Expiration Date; Extension; Termination; Amendments

        The exchange offer will expire at 5:00 p.m., New York City time, on December 17, 2002, unless extended (the "expiration date"). We reserve the right to extend the exchange offer at our discretion, in which event the term "expiration date" shall mean the time and date on which the exchange offer as so extended shall expire. We will notify the exchange agent of any extension by oral or written notice and will make a public announcement to that effect, each prior to 9:00 a.m., New York City time, on the next business day after the previously scheduled expiration date. We may also accept all properly tendered original notes as of the expiration date and extend the expiration date in respect of the remaining outstanding original notes. We reserve the right, in our sole discretion, to:

        Any delay in acceptance for exchange, extension or amendment will be followed as promptly as practicable by a public announcement of the delay. If we amend the exchange offer in a manner we determine constitutes a material change, we will promptly disclose the amendment in a manner reasonably calculated to inform the holders of original notes of the amendment, and we will extend the exchange offer for a period of five to ten business days, depending upon the significance of the amendment and the manner of disclosure to the holders of the original notes, if the exchange offer would otherwise expire during that five to ten business day period. The rights we have reserved in this paragraph are in addition to our rights set forth under the caption "Conditions of the Exchange Offer."

# # # # # # #

Brief: List each topic named in the heading of the exchange offer passage.

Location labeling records
# # # # # # #

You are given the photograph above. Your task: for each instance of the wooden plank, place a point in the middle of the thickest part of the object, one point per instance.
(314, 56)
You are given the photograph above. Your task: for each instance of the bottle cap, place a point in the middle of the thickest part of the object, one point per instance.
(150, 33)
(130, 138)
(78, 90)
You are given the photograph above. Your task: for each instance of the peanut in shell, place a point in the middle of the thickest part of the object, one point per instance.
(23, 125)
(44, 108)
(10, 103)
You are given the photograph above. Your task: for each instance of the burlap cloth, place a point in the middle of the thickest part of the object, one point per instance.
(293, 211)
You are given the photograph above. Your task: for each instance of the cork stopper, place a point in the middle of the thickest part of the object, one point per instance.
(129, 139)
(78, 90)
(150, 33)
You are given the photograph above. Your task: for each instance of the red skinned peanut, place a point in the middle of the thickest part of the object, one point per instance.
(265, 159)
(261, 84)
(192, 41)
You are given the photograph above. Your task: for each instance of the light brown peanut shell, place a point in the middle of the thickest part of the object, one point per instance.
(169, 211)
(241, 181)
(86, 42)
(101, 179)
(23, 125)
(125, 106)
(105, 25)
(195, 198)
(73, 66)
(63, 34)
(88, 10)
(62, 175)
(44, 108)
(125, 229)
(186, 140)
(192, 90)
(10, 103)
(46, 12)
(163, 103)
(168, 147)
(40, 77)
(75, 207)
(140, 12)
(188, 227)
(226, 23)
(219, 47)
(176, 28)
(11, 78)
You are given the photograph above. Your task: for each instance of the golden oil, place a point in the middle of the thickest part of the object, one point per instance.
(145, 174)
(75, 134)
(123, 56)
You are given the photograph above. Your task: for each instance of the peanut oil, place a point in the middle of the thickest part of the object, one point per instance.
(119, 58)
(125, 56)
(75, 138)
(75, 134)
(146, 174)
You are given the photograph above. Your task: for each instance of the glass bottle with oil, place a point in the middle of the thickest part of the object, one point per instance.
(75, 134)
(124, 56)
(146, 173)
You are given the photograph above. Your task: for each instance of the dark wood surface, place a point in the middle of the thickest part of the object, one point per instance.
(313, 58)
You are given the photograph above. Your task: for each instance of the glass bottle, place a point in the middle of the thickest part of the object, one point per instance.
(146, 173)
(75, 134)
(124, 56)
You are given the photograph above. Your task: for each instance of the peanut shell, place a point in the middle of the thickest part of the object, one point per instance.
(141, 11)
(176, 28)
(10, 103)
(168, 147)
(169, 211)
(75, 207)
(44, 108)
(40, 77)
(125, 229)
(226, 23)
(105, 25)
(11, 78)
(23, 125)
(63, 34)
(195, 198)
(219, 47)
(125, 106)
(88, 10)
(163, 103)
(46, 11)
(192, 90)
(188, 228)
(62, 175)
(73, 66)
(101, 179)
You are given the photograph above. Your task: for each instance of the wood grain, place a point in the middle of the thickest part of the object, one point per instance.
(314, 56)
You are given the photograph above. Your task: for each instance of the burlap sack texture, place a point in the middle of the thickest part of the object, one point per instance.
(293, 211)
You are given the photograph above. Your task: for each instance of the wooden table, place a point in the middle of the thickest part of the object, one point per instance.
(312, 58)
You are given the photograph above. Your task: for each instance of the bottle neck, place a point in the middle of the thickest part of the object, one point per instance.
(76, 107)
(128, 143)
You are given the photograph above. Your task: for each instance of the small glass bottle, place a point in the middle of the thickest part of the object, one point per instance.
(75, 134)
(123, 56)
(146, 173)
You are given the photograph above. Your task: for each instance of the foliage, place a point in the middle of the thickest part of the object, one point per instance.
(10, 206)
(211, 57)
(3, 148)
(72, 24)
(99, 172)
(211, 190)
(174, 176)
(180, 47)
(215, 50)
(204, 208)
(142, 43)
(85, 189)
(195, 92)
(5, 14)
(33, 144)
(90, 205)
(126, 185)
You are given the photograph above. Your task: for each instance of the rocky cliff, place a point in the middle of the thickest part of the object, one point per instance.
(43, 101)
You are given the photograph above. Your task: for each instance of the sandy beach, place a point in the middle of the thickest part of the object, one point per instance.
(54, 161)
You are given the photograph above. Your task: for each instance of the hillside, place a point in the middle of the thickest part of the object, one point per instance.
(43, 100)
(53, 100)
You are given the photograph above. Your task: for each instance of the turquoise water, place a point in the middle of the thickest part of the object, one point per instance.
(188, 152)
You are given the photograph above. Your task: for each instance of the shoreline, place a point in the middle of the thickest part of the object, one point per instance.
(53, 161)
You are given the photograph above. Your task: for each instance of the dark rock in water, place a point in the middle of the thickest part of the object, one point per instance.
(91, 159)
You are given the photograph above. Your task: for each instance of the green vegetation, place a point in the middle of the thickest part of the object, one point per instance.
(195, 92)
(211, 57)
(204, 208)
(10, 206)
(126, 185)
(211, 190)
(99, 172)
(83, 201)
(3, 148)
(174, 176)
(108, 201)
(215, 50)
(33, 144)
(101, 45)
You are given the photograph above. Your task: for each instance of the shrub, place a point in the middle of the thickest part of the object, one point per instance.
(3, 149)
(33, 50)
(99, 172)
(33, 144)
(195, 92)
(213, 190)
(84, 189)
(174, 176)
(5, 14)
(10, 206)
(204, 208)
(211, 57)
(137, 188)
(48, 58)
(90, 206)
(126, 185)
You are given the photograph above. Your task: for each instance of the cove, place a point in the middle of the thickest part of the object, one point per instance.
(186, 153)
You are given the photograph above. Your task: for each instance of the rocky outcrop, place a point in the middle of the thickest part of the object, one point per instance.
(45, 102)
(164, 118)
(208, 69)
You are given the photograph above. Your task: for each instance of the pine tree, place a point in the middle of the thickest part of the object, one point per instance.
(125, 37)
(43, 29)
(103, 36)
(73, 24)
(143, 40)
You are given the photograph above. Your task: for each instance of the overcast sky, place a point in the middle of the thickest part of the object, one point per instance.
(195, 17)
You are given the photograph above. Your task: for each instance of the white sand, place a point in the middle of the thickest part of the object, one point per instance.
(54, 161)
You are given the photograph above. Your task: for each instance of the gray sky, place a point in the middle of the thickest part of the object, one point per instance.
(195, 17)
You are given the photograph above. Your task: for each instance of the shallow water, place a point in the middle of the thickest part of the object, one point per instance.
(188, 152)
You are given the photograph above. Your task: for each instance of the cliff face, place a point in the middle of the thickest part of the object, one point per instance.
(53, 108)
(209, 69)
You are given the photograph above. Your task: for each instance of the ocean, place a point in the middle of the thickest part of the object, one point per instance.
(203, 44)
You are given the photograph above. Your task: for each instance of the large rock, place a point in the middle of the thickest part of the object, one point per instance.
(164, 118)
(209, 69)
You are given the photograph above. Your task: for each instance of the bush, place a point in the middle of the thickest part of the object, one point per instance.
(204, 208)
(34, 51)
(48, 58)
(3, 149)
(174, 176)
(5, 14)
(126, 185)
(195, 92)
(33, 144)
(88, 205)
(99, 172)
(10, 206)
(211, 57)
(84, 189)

# # # # # # #

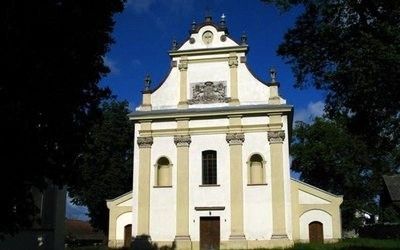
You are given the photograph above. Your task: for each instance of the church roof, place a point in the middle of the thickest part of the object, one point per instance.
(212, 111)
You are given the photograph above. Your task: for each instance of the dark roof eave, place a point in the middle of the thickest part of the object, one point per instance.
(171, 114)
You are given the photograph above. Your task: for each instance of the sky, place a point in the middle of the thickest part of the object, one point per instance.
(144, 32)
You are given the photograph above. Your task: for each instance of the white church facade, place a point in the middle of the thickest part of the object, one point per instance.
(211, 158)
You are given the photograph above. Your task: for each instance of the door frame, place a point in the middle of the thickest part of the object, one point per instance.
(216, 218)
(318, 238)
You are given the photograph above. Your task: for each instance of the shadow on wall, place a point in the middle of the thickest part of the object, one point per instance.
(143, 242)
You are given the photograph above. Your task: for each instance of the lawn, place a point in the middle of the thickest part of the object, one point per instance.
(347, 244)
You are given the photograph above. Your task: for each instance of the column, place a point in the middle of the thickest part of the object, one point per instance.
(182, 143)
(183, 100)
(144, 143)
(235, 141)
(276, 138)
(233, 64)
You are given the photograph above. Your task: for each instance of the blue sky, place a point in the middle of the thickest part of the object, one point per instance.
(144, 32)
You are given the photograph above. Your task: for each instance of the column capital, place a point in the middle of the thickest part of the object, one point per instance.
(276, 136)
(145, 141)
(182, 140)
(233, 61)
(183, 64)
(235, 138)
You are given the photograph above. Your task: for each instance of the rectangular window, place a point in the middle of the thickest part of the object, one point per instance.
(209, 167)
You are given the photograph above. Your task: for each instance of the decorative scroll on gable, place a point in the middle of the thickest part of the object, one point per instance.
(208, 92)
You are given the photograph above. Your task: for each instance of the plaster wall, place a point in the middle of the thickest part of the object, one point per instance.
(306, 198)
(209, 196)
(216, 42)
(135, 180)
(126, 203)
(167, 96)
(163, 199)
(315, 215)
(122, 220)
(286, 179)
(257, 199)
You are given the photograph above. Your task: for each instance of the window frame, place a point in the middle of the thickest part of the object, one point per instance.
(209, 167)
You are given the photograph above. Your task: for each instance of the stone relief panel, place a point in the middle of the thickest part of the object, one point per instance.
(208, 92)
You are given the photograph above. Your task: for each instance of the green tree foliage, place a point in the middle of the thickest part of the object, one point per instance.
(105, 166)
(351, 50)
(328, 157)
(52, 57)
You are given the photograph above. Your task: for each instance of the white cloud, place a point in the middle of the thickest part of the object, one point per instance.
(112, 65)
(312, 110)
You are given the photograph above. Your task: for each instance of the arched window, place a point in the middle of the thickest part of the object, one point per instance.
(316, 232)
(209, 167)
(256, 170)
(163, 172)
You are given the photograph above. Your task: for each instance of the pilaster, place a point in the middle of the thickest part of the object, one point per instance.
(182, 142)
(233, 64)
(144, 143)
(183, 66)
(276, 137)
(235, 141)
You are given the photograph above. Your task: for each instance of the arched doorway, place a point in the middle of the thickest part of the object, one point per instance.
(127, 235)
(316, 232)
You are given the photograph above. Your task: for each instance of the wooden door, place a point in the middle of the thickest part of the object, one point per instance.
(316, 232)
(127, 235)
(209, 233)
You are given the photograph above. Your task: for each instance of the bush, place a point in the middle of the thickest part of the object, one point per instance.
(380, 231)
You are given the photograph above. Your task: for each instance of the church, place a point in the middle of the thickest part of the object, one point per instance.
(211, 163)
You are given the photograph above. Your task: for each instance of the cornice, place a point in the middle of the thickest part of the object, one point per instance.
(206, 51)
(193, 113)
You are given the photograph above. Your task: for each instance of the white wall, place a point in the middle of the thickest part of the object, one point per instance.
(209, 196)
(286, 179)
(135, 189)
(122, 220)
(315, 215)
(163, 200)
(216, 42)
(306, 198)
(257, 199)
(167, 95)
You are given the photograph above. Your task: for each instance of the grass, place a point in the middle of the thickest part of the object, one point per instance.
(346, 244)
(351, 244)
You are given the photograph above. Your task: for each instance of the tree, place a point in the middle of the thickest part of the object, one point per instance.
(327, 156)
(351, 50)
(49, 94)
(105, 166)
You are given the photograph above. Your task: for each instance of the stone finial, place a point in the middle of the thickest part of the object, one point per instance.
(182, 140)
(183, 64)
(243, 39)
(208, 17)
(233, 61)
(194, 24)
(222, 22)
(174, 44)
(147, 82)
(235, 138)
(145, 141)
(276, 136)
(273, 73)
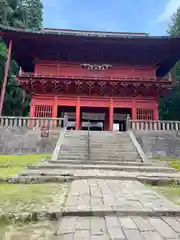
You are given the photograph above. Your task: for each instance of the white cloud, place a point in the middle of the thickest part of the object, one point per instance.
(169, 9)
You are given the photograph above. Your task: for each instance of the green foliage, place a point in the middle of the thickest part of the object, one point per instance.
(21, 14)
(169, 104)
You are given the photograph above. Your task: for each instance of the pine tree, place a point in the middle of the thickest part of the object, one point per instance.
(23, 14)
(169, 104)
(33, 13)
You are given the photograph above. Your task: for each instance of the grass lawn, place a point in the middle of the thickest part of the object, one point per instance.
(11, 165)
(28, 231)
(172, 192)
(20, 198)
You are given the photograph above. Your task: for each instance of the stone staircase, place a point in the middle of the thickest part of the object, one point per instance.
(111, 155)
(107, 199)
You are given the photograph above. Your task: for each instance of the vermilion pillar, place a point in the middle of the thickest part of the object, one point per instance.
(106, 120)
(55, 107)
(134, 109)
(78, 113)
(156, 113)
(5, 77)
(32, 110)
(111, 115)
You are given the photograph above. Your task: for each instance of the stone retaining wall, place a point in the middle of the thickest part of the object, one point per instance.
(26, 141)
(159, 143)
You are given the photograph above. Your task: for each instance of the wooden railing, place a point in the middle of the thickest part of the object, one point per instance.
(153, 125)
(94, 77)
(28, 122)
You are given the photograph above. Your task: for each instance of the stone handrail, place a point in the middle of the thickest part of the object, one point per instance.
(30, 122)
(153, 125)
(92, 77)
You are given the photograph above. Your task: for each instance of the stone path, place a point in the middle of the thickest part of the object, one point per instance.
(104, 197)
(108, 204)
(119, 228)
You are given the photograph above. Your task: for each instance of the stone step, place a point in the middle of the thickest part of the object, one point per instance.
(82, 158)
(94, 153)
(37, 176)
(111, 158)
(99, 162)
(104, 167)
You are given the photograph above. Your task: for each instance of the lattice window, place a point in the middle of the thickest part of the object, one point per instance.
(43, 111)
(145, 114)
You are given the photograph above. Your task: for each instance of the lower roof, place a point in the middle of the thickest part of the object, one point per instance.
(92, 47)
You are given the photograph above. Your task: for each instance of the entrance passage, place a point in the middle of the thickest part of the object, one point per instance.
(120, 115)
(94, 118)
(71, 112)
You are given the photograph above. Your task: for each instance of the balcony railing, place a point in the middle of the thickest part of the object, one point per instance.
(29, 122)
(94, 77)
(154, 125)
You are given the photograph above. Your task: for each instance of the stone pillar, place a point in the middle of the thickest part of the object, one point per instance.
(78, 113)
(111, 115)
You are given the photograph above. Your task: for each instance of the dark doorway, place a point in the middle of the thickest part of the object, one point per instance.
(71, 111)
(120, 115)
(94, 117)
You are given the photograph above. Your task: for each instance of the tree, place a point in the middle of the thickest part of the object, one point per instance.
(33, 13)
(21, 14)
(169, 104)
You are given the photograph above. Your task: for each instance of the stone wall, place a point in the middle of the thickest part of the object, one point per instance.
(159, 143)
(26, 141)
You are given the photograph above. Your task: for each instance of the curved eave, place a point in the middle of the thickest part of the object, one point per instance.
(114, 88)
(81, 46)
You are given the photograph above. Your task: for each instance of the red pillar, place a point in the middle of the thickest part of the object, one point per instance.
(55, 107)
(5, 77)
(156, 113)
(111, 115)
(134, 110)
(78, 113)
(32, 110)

# # # # # # #

Solution to the problem:
Expiration Date
Extension
Termination
Amendments